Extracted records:

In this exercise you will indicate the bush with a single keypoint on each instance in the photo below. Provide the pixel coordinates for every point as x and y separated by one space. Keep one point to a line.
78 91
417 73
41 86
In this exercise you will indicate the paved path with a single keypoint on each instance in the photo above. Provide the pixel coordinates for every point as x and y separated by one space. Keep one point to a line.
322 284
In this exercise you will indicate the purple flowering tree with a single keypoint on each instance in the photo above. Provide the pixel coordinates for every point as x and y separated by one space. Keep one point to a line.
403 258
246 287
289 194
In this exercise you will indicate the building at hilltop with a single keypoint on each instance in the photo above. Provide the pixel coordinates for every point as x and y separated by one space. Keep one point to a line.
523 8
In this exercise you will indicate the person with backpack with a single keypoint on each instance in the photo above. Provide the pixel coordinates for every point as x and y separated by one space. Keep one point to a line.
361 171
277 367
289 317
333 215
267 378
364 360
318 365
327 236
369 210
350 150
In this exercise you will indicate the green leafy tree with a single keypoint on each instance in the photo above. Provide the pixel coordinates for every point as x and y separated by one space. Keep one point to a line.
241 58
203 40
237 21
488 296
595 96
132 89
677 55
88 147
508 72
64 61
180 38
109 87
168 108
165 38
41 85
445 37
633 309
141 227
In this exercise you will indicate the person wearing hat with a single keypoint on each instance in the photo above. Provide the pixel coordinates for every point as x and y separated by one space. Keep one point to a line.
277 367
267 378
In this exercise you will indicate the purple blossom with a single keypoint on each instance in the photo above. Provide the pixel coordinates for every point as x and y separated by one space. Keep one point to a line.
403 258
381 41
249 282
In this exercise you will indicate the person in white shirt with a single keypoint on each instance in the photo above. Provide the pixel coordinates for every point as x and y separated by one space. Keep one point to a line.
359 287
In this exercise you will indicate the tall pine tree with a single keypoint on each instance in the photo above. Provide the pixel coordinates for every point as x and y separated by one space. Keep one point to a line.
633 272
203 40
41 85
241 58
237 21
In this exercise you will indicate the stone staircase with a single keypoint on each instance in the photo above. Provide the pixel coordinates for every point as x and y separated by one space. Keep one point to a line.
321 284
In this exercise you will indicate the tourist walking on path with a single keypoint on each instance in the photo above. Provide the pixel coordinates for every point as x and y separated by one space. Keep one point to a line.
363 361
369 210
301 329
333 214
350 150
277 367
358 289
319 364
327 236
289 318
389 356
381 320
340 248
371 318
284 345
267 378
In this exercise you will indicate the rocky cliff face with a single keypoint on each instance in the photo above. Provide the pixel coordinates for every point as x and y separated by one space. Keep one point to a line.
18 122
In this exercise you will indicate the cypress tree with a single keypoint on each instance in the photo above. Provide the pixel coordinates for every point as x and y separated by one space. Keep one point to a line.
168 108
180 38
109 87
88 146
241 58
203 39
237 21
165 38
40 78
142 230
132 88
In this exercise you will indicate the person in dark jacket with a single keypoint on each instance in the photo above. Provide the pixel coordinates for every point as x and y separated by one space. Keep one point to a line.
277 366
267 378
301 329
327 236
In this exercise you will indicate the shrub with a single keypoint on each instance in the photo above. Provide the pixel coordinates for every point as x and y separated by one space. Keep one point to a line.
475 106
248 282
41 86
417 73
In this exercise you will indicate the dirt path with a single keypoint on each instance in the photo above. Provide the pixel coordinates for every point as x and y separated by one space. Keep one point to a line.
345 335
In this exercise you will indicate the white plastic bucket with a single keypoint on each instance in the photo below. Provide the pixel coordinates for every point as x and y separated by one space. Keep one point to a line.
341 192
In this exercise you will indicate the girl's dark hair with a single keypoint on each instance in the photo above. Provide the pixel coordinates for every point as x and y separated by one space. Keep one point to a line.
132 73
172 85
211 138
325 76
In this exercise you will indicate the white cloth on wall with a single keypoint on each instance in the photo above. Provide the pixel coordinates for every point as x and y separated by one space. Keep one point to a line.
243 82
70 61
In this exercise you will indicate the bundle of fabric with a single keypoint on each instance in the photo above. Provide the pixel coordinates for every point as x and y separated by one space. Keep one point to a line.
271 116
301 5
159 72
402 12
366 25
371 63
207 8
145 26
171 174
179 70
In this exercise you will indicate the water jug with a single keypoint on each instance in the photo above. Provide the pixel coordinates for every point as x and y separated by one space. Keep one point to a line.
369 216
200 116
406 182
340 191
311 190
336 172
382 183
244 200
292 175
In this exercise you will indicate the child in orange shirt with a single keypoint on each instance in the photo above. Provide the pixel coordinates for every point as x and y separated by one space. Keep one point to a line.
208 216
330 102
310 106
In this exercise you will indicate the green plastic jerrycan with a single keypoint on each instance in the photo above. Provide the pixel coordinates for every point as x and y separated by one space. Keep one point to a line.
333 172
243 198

Your goal -
Return the data in its entirety, exactly as given.

Answer below -
In this exercise you will indicate the bush with a single keypoint on each instance in the photo below. Provide the pixel coordinates for every point as x and y separated by one space. Keep one point to a line.
78 91
417 73
41 86
In this exercise you will indicate the paved path with a single keypoint on each instance in the photo above. Provide the pixel coordinates for every point as x and y separated by one space. Keep one point to a line.
322 284
In this exercise you will indicate the purple flowering tree with a single keypoint on each instance in the photo above. Provide the pixel coordinates for every point as x and y separated by one space. Keep one point to a line.
403 258
246 287
289 194
In this exercise you will indicate the building at hilltop with a single keypoint on each instance in the photo above. Provide the pixel coordinates for every point as x and y separated by one space. Keep one point to a line.
523 8
In this exercise you will indicate the person with backpack with a single keypoint on each instance in the photo above. Provide the pixel coordinates for every point as x and y separated by one space. Keep one point to a line.
361 171
277 367
289 317
333 215
267 378
364 360
318 365
327 236
369 210
350 150
In this exercise you will indicate the green leafy tree with a single keypoint on each instance in the photo above. Provide the pixel coordinates for every point as x and y separated by one space. Keep one point to a line.
241 58
203 40
237 21
488 296
595 96
132 89
677 55
88 147
508 72
64 61
180 38
109 87
168 108
165 38
41 85
445 37
633 309
141 227
In this exercise you will indicate the person wearing hat with a single keypoint on each instance in the photo above. Provide the pixel coordinates for every point as x and y separated by one space. Keep one point to a line.
277 367
267 378
In this exercise you will indicate the purple blossom with a single keypoint on each instance in the photo above. Provide the pixel coordinates for every point as x and y separated by one space. Keep one point to a line.
403 258
381 41
249 282
In this exercise you will indicate the person in white shirt with a single keypoint on each instance in the photo above. Provide the pixel coordinates for every point as x and y separated by one space. Keep one point to a line.
359 287
In this exercise you will indicate the tall pine tree with a single keypoint on each instance in the photo above. Provide the pixel coordinates for every point as x and y separated by one space. Keep one point to a line.
633 272
203 40
41 85
241 58
237 21
In this exercise you will indicate the stone staircase with a single keypoint on each instance in the photo above. Provide the pixel coordinates for every point as x and y separated by one space. Keep one point to a line.
321 284
In this exercise you will indicate the tourist walking on path with a single keypoint on each instance in the photo above. Provide the pixel coordinates for every point as x and y separated by one space. Keep one point to a line.
363 361
369 210
301 329
333 214
350 150
277 367
358 289
319 364
327 236
289 318
389 356
381 320
340 248
371 318
284 345
267 378
In this exercise you will indicate the rocky cliff face with a single keypoint on each instance in the photo above. Provide the pixel coordinates for every point as x and y separated by one space. Keep one point to a line.
18 122
In this exercise you will indicate the cypress tree with a single keypoint on each instance in the photo above. Provide the pixel coordinates for every point as x and y separated by one space. Keep one point to a line.
168 108
180 38
109 87
88 146
241 58
203 39
237 21
165 38
40 78
142 230
132 88
In this exercise you will indicate the person in dark jacket with a single keypoint on each instance in the photo above. Provide the pixel coordinates for every point as x and y separated by one space. Keep one point to a line.
277 366
267 378
301 329
327 236
In this exercise you will indicate the shrub with a single keypoint on each instance in the photo above. Provide the pixel coordinates for every point as x and y separated by one space. Keep one point to a line.
475 106
248 282
41 86
417 73
In this exercise you will indicate the dirt path with a single keypoint on each instance in the photo above. Provide the pixel coordinates for every point as x and y separated by one space. Keep one point to a line.
345 335
In this exercise you will indicate the white plastic bucket with a single keypoint on each instance in the photo below. Provide the pixel coordinates for every point as x and y separated by one space. Keep one point to a line.
341 192
In this exercise you will indicate the girl's dark hair with a single keypoint on each instance in the photo above. Provide the pixel coordinates for every point as x and y separated by one space. Keep one point to a line.
132 73
172 85
211 138
325 76
In this exercise you will indicate the white cloth on wall with a single keypoint on each instance in the photo above. Provide the pixel coordinates for every point as x and y separated by one space. Keep one point to a line.
243 82
70 61
In this exercise you will indicate the bundle of fabric with a single keypoint on each instance in the photo above. Provide the pixel coordinates for every point as x and y separated by one space. Keep one point to a line.
271 116
301 5
159 72
402 12
366 25
371 63
207 8
145 26
171 174
179 70
In this exercise you will indicate the water jug with a single keypoint on each instance in the photo above. Provide the pixel coordinates for every point as x and y separated by one space. Keep one point to a line.
369 216
200 116
406 182
340 191
311 190
336 172
382 183
244 200
292 175
In this exercise you will indicate the child in orange shirt with a single keypoint on each instance in the photo above. Provide the pixel coordinates for every point as x and y separated by one space. Keep one point to a line.
208 216
330 102
310 106
In this exercise you will indicate the green plastic jerrycan with a single keypoint on each instance in the photo above. Provide the pixel coordinates for every point as x and y separated by one space. Keep one point to a line.
333 172
243 198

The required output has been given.